ACTION ITEM: Update the cybersecurity digest by rewriting the passage starting at "Weekend Update" and ending at "his (scary) perspective.", with "Saturday" replaced by "Sunday".

Weekend Update

A quick Saturday digest of cybersecurity news articles from other sources.


Nuclear Ransomware 3.0: It Is About To Get Much Worse

As an intro to the quintuple-extortion article just below, we asked Roger Grimes to give us his (scary) perspective.

“If you think ransomware is bad, it is about to get much, much worse. What will ransomware gangs do? Just everything. I have been writing about computer security for over 27 years. And each year, as the year comes to an end, I am often asked questions about what I think the future computer security and cybercrime trends will be. They boil down to will the attacks get worse next year or will the computer security industry finally start to make a dent in cybercrime and actually decrease overall malicious hacker and malware activity?

And year after year, looking at all the evidence from prior years, I have always had to conclude that it is going to get worse… and that the cybersecurity industry is not yet capable of implementing a robust defense to even slow the continued increase in cybercrime, much less actually lessen it. Year after year, cybercrime just gets worse. Many times, however, what is going on today seems so bleak and huge that I cannot see how it could possibly get worse the next year. But so far, it always does.

The ransomware problem is a great example. A few years ago, ransomware was already extorting billions of dollars a year, exploiting any company it wanted to, taking down hospitals, taking down consortiums, holding entire cities for ransom. I was asked if it could get worse. I said, “Yes.” To be honest, I could not believe what I was saying, but based on my experience and seeing no signs that the good side was doing a significantly better job at preventing cybercrime, it was the only thing I could conclude – that ransomware was going to somehow get worse. And it did. Far worse than I could have predicted.

LISTED RECORDS:
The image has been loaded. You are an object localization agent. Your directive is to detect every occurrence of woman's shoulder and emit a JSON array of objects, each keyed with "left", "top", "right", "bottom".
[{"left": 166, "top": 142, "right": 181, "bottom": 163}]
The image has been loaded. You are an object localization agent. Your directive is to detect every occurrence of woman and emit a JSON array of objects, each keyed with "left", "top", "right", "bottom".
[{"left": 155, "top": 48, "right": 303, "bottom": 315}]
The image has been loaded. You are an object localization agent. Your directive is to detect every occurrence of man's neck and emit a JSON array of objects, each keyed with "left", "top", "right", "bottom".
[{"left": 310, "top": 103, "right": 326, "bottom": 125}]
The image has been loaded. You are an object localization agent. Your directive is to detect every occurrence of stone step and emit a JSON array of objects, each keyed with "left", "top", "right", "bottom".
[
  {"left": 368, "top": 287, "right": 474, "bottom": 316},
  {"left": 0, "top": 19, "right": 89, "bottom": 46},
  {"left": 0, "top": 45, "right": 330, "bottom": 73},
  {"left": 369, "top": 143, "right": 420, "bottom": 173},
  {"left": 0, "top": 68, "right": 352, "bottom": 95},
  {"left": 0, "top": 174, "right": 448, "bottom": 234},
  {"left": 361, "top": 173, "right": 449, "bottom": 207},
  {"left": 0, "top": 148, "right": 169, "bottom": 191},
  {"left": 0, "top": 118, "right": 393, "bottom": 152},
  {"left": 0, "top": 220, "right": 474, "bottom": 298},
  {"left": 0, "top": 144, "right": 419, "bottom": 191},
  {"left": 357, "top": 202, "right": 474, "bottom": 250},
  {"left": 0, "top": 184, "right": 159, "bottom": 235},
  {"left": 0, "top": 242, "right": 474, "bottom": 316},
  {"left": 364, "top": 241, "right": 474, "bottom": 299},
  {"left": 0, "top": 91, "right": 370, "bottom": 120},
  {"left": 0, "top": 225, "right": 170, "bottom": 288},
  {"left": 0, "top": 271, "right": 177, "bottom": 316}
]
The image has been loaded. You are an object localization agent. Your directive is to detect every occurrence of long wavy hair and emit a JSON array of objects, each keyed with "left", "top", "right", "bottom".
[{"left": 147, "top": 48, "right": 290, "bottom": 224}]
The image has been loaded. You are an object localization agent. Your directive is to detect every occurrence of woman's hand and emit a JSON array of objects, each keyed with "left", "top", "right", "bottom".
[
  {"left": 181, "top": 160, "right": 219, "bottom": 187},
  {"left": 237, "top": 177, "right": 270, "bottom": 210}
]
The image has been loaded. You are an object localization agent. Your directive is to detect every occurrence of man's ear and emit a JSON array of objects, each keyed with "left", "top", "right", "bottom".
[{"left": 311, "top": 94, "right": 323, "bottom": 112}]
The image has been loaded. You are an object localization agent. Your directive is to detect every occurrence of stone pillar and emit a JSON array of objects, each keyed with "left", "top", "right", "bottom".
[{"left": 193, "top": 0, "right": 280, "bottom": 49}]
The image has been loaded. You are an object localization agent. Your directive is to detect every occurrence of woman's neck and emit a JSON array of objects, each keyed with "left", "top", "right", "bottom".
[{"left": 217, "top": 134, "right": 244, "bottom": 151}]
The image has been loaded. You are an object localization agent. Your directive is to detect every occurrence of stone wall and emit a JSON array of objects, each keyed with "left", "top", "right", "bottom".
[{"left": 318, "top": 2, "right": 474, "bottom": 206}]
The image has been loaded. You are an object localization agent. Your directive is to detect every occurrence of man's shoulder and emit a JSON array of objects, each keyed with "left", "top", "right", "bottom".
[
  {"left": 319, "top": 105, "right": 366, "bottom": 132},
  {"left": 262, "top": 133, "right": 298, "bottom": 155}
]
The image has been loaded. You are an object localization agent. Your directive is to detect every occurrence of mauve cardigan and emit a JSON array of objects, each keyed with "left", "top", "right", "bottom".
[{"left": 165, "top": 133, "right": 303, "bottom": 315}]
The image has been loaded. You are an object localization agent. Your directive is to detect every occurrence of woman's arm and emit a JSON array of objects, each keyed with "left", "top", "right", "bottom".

ANSWER FOR THE TASK:
Weekend Update

A quick Sunday digest of cybersecurity news articles from other sources.


Nuclear Ransomware 3.0: It Is About To Get Much Worse

As an intro to the quintuple-extortion article just below, we asked Roger Grimes to give us his (scary) perspective.